# Problem
Print the passage of the selenium solar cell article from "The optimal bandgap" up to and including "selenium with tellurium.", with every word unchanged.

# Extract to read
--

With global energy-related carbon dioxide emissions reaching an all-time high in 2021, the need for clean energy is more pressing than ever. One such alternative to fossil fuels is solar energy. Solar cells have been developed with a variety of materials, but selenium (Se) is a desirable option because it is low-cost, stable and nontoxic, according to Chao Chen of the Wuhan National Laboratory for Optoelectronics (WNLO) and School of Optical Electronic Information at Huazhong University of Science and Technology, China. However, its efficiency is limited by its low melting point and wide bandgap—or range where no electronic states can exist. Now, Chen and other researchers have overcome these limitations by alloying selenium with tellurium (Te), making selenium solar cells a more attractive option.
The researchers published their results in Frontiers of Optoelectronics.
The optimal bandgap range for single-junction solar cells is 1-1.5 eV, according to the researchers, but Se’s bandgap is about 1.8 eV, making it broader than ideal for use in solar cells. The researchers were able to tune the solar cells to the Shockley-Queisser limit, which is the maximum theoretical efficiency of a single-junction solar cell, by pairing selenium with tellurium.
“Alloying [selenium] with tellurium, which has the same crystal structure and [has a] narrow bandgap, can tune the bandgap and increase the melting point, thus expanding the absorption spectrum and improving the quality of [the selenium solar cell] films,” said Chen, associate professor at the School of Optical Electronic Information at Huazhong University of Science and Technology, who is the corresponding author. “Therefore Se1–xTex alloy is expected to achieve the improvement of solar cell efficiency.”

--

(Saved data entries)

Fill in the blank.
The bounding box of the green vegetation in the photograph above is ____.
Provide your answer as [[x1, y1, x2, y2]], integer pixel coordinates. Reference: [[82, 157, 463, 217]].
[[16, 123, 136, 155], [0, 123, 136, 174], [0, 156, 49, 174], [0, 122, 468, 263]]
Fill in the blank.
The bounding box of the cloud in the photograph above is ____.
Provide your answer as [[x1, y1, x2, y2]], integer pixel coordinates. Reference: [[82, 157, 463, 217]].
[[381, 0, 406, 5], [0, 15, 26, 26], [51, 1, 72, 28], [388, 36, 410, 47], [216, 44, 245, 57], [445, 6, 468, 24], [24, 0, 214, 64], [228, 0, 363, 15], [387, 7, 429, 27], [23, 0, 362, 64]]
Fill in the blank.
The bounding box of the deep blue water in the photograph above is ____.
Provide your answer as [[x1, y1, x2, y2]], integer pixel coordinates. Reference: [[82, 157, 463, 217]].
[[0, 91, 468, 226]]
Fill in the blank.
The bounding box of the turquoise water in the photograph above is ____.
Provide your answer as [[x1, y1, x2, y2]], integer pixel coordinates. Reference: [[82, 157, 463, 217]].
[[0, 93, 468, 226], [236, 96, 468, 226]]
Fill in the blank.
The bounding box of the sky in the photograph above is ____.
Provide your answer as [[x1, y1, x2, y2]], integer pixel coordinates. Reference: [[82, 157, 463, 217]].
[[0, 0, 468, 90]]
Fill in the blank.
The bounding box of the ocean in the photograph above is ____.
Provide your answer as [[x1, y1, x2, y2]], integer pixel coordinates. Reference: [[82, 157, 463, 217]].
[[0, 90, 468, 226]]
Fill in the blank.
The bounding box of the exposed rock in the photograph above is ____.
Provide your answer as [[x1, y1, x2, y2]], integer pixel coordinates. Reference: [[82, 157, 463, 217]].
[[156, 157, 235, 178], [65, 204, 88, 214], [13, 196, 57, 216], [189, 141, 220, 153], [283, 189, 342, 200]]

--

# Exercise answer
The optimal bandgap range for single-junction solar cells is 1-1.5 eV, according to the researchers, but Se’s bandgap is about 1.8 eV, making it broader than ideal for use in solar cells. The researchers were able to tune the solar cells to the Shockley-Queisser limit, which is the maximum theoretical efficiency of a single-junction solar cell, by pairing selenium with tellurium.